_TASK DETAILS_. Rewrite the entries below with every "instance" changed to "occurrence", leaving everything else as it is.
● ● ● ●
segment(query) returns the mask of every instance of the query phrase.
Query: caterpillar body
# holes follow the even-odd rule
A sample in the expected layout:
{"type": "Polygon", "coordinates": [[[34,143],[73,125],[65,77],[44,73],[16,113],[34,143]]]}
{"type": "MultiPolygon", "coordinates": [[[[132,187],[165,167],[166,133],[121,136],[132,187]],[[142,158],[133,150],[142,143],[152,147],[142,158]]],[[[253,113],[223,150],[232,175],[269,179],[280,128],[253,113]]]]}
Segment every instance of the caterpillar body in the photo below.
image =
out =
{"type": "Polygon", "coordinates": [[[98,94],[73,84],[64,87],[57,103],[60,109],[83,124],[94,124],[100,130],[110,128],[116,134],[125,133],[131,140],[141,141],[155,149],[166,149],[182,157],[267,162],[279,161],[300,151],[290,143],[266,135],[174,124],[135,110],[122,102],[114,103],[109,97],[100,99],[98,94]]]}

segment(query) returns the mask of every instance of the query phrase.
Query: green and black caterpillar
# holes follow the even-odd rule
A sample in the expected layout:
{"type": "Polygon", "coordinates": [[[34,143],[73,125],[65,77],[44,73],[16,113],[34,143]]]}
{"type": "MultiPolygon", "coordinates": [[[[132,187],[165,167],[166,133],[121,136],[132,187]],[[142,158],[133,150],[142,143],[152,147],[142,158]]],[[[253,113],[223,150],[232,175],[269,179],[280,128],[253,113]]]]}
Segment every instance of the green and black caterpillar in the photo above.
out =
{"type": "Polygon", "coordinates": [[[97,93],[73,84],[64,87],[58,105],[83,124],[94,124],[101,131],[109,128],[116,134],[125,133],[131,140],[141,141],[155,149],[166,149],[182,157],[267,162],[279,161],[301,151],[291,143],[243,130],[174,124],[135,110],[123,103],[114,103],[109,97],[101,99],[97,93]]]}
● ● ● ●
_THE OUTPUT_.
segment(query) returns the mask of every occurrence of the query phrase.
Query: caterpillar body
# holes follow the even-odd rule
A sample in the expected layout:
{"type": "Polygon", "coordinates": [[[34,143],[73,125],[65,77],[44,73],[16,113],[34,143]]]}
{"type": "MultiPolygon", "coordinates": [[[[132,187],[165,167],[166,133],[121,136],[132,187]],[[142,158],[133,150],[142,143],[152,147],[142,158]]],[[[253,113],[223,150],[232,175],[269,179],[280,128],[253,113]]]]}
Segment every occurrence of the caterpillar body in the photo below.
image =
out =
{"type": "Polygon", "coordinates": [[[98,94],[73,84],[64,87],[57,103],[60,109],[83,124],[94,124],[100,130],[110,128],[116,134],[125,133],[131,140],[141,141],[155,149],[166,149],[182,157],[267,162],[279,161],[300,151],[290,143],[266,135],[174,124],[135,110],[122,102],[114,103],[109,97],[100,99],[98,94]]]}

segment(query) returns the mask of every occurrence of the query phrase.
Query: green and black caterpillar
# holes follow the even-odd rule
A sample in the expected layout:
{"type": "Polygon", "coordinates": [[[34,143],[73,125],[65,77],[44,73],[16,113],[34,143]]]}
{"type": "MultiPolygon", "coordinates": [[[[132,187],[165,167],[166,133],[121,136],[132,187]],[[142,158],[133,150],[142,143],[152,147],[142,158]]],[[[253,113],[223,150],[232,175],[269,179],[280,128],[253,113]]]]}
Segment every occurrence of the green and black caterpillar in the photo above.
out =
{"type": "Polygon", "coordinates": [[[97,93],[73,84],[64,87],[58,105],[83,124],[94,124],[101,131],[109,128],[116,134],[125,133],[131,140],[141,141],[155,149],[166,149],[182,157],[267,162],[279,161],[301,151],[291,143],[243,130],[174,124],[135,110],[123,103],[114,103],[109,97],[101,99],[97,93]]]}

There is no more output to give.